◆ THE PROBLEM ◆
Go through the records below and copy out every line holding "help".

◆ EXERCISE INPUT ◆
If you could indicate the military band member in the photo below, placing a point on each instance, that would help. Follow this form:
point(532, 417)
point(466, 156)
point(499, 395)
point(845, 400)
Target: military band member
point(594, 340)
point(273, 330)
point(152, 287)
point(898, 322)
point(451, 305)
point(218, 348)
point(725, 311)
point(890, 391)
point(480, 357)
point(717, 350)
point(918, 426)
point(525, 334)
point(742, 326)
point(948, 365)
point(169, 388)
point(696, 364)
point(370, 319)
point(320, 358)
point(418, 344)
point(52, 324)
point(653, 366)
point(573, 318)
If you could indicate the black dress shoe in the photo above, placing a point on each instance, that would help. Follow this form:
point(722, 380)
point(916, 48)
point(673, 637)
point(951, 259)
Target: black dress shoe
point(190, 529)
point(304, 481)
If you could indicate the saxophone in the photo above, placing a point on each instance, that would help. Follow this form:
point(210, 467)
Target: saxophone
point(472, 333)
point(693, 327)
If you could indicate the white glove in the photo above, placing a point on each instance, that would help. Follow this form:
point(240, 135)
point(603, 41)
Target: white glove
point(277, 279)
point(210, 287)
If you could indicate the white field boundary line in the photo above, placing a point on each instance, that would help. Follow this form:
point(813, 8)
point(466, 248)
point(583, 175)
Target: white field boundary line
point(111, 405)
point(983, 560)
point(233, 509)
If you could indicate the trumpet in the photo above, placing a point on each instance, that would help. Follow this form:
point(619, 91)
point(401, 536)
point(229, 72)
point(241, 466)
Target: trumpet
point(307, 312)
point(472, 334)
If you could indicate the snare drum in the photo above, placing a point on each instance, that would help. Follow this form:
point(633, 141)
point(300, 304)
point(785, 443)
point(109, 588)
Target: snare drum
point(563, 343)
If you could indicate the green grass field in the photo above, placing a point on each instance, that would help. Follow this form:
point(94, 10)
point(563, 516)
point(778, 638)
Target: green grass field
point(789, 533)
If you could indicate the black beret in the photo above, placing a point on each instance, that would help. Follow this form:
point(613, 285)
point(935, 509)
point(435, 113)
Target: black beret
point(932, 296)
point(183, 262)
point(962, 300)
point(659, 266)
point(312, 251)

◆ RESPONSE TO THE TASK ◆
If you could indicate the military band member in the photo below, placing a point on each instance, that would help. Follow this form:
If you could indicate the black dress shoe in the photo above, placing a point on each instance, that would help. Follow this form:
If you could indicate the saxophone in the photo above, placing a point on each instance, that would help. Follow this form:
If you could indicate the white glove in the photo above, placing a point on each instance, that would help. Follow this form:
If you could indicate the white field boundary line in the photo above, placing a point on each instance, that would help. Follow this form:
If you could indicate the trumpet in the photo above, placing a point on each instance, that would help. Follow this form:
If you could indicate the snare drum in the photo above, placing a point on each instance, that would help. Follow this form:
If you could indicate the green grass field in the photo above, placing a point on each instance, that would help. Follow this form:
If you could indicate the black beret in the photo above, placing a point on each instance, that would help. Follow this form:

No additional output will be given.